The Regulations also address service in Australia and in jurisdictions which are parties to conventions with New Zealand as to the service of documents.[51]
[51]See regs 29B, 31AA and 31B.
An overseas party may challenge the assumption by the Employment Court of jurisdiction and, in cases not involving an Australian defendant, the Court may decline jurisdiction on forum non conveniens grounds as provided for by reg 31G:
31G Court may decline jurisdiction
(1)The court may decline to hear and determine proceedings in which there is an overseas party if it is satisfied that—
(a)it is more appropriate for the matter to be resolved in a place outside New Zealand; and
(b)the plaintiff will have a fair opportunity in the place to make the plaintiff’s case; and
(c) the plaintiff will receive proper justice in the place; and
(d)the defendant will suffer unfair disadvantage if the proceedings are heard in New Zealand.
…
We see the 2004 amendments as giving reasonable pointers as to the features of an employment relationship in which it was assumed that the Employment Court would have jurisdiction in respect of an employment dispute. Also material in this context, although even more material in respect of the next question we address, are ss 22, 24 and 26 of the HRA. These sections pre-suppose that the prohibition on age discrimination will or may apply despite the employee working wholly or predominantly outside of New Zealand and, in particular, in respect of air-crew and mariners.
Read together, ss 22, 24 and 26 of the HRA, cl 5A of sch 3 of the 2000 Act and regs 29B and 31AA–31G of the Employment Court Regulations contemplate the exercise of jurisdiction by the Employment Court in cases with a diverse range of cross-border features. We see this diversity of features as inconsistent with the definitions of “employer” and “employees” being subject to a territorial limitation requiring some particular and definable connection with New Zealand. Thus, the approach postulated above at [40] would be inconsistent with the overall legislative and regulatory scheme.
★ ★ ★
Please write the next part of the passage on Employment Court jurisdiction, picking up after its final sentence. The lines after this point come from a different source.

■ **DATASET SECTION**:
★ ★ ★
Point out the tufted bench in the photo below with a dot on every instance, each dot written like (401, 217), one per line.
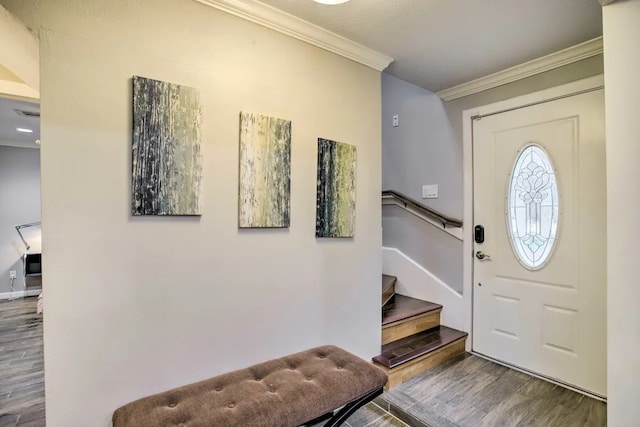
★ ★ ★
■ **REPLY TO THE EXERCISE**:
It should be borne in mind that the Employment Court has jurisdiction in respect of not only the statutory personal grievance causes of action but also other claims, including claims for breach of contract, and there is no reason why such claims should not be determined by reference to foreign law if such law is the proper law of the contract. This was the view taken, in respect of the 1991 Act, by Judge Travis in Royds v FAI (NZ) General Insurance Co Ltd[52] and we think it clear that the same position obtains under the 2000 Act, particularly in light of the Employment Court Regulations. On this point, the judgment of the Court of Appeal in Crofts is of some interest as it addresses the distinction between the statutory and contractual claims which were advanced and application of forum non conveniens principles in that context.[53]
[52]Royds v FAI (NZ) General Insurance Co Ltd [1999] 1 ERNZ 820 (EmpC).
[53]See Crofts (CA), above n 11.
We are accordingly satisfied that the Employment Court had subject matter jurisdiction in respect of the employment agreements between Messrs Brown and Sycamore and NZBL.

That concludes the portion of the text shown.